Exercise requirements: Transcribe the tail of the listing: start at the line containing "Objective — locate every instance of the purple" and stop after the last line, keeping every character as is and adding nothing.
== Data for this exercise
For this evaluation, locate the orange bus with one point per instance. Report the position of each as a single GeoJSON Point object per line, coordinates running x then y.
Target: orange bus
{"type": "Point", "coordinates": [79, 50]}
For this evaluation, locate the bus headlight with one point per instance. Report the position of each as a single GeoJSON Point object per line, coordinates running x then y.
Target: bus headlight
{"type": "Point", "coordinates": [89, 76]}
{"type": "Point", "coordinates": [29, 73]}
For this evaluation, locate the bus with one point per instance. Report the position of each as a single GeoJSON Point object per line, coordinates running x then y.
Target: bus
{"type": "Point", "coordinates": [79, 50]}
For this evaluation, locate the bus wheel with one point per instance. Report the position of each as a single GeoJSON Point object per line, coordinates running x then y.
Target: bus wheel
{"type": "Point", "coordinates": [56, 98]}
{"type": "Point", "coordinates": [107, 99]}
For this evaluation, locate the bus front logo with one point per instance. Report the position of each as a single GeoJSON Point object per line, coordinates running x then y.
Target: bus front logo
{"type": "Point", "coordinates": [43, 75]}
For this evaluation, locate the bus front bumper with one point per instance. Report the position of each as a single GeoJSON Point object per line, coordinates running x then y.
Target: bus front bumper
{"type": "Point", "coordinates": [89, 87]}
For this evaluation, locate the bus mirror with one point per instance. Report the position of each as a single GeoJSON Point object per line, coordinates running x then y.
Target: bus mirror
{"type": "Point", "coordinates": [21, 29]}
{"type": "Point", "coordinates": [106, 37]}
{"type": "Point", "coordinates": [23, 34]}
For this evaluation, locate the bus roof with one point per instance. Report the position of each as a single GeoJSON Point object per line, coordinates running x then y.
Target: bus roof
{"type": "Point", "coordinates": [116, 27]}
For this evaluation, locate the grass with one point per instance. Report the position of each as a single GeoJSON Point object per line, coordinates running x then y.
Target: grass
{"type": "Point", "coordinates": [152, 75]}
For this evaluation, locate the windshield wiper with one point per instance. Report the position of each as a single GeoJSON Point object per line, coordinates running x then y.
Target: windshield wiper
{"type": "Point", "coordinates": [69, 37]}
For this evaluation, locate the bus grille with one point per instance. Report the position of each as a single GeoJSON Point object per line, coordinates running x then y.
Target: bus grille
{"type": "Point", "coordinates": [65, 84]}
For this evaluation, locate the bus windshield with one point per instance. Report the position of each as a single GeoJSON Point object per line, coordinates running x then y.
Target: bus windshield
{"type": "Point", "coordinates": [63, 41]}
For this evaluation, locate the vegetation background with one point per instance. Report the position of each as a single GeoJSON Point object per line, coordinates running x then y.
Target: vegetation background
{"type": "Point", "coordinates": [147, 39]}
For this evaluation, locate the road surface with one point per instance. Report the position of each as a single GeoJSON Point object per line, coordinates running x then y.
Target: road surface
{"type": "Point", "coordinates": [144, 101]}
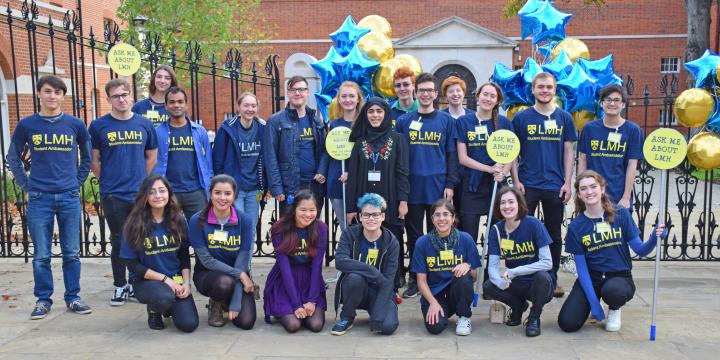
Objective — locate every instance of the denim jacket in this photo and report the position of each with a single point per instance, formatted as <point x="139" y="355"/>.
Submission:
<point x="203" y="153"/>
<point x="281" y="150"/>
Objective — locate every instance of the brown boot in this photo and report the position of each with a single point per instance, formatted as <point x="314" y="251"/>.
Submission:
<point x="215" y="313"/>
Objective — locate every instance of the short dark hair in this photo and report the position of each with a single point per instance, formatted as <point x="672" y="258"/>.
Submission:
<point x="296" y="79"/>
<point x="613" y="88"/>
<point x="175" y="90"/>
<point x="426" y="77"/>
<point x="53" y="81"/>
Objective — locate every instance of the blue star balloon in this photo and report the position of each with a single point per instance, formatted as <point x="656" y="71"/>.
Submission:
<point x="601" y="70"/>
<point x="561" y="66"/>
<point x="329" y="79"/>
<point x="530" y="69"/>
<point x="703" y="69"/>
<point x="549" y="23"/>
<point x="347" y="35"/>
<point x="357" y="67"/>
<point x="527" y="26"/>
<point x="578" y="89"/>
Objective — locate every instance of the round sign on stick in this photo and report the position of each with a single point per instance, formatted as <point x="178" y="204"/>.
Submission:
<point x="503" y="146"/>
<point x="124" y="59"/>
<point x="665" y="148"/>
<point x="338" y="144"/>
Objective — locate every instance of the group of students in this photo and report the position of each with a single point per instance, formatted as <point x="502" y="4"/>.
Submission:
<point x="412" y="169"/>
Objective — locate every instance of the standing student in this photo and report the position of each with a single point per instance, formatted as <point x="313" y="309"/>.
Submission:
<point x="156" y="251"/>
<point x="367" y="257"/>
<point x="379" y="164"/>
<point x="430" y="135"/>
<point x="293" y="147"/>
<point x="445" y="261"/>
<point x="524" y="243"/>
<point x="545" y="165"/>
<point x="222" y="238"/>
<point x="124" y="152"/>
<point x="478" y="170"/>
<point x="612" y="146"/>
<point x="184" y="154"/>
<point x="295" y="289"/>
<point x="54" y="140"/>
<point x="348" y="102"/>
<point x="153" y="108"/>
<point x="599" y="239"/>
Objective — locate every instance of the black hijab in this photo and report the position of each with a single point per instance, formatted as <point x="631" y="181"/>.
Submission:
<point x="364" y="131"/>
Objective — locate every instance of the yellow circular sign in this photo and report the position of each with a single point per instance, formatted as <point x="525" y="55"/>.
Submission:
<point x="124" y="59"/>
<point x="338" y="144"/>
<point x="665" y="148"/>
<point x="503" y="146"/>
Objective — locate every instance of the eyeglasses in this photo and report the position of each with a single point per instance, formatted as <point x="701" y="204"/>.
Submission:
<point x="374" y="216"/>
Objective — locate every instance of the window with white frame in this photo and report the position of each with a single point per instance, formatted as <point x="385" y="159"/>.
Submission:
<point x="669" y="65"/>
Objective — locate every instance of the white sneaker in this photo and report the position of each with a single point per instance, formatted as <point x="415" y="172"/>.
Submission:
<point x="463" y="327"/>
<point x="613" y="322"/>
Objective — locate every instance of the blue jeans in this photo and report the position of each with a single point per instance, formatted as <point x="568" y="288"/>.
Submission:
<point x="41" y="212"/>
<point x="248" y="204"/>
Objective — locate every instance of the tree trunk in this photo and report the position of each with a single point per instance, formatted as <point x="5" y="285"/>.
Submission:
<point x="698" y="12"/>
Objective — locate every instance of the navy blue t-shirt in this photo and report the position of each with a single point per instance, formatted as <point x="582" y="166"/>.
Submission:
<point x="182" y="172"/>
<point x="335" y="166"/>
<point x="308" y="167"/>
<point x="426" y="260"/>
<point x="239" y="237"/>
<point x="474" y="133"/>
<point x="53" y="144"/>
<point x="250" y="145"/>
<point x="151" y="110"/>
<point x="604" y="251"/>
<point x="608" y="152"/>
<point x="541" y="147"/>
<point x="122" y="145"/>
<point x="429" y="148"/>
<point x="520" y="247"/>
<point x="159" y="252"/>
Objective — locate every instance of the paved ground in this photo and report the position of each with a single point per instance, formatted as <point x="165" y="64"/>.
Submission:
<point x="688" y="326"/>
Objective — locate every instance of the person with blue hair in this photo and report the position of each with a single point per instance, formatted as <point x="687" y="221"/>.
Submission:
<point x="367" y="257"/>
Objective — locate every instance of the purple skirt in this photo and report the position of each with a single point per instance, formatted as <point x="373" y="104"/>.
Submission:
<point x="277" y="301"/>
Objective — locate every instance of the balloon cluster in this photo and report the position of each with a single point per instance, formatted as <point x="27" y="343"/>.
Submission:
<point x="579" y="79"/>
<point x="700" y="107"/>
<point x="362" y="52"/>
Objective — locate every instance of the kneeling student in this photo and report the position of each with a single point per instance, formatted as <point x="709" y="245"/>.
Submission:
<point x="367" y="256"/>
====
Solution:
Objective — locate every instance of the purple skirt in this photo and report the position of each with a single point per instance, formatted as <point x="373" y="104"/>.
Submission:
<point x="277" y="301"/>
Objective — locate every instance of the balloon cluster in this photo and report the position of each with a single point per instance, formatted as <point x="27" y="343"/>.
Submission:
<point x="579" y="79"/>
<point x="700" y="107"/>
<point x="362" y="52"/>
Objective — locate every instance of the kneeling student in this photo and report the position of each with a single point per instance, formatted as <point x="709" y="245"/>.
Submission:
<point x="367" y="256"/>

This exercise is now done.